Записи набора данных:
- - -

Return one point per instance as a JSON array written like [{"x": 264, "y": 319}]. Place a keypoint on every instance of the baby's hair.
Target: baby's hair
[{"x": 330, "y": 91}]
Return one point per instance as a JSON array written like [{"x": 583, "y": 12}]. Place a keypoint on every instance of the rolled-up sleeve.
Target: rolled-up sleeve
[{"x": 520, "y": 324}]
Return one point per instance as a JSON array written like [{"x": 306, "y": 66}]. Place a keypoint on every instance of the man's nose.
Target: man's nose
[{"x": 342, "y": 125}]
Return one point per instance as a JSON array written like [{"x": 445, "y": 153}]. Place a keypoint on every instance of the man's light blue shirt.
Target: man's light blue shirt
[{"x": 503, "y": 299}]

- - -

Измените все записи выше, поставив «Object» вместо «Target»; остальной текст оставьте без изменений.

Return one point per instance as a JSON array written like [{"x": 264, "y": 319}]. Place a keypoint on every instance of the baby's hair.
Object: baby's hair
[{"x": 330, "y": 91}]
Return one point per instance as a JSON array written like [{"x": 583, "y": 12}]. Place a keypoint on every instance of the rolled-up sleeve.
Object: rolled-up sleeve
[{"x": 520, "y": 324}]
Return one point per instance as a JSON array written like [{"x": 306, "y": 66}]. Place a keypoint on every instance of the man's nose.
Object: man's nose
[{"x": 342, "y": 125}]
Return one point per instance as a JSON array written like [{"x": 445, "y": 153}]. Place a keypoint on every instance of the man's light blue shirt.
Object: man's light blue shirt
[{"x": 503, "y": 299}]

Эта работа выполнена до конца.